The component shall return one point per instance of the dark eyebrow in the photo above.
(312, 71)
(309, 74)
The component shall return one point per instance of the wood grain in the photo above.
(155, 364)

**What you will do**
Take the data above and reproduce it exactly.

**Solution for this problem**
The component shall return one point per instance of the dark eyebrow in the photo above.
(312, 71)
(309, 74)
The component shall return one point per instance of the wood grain in the photo above.
(155, 364)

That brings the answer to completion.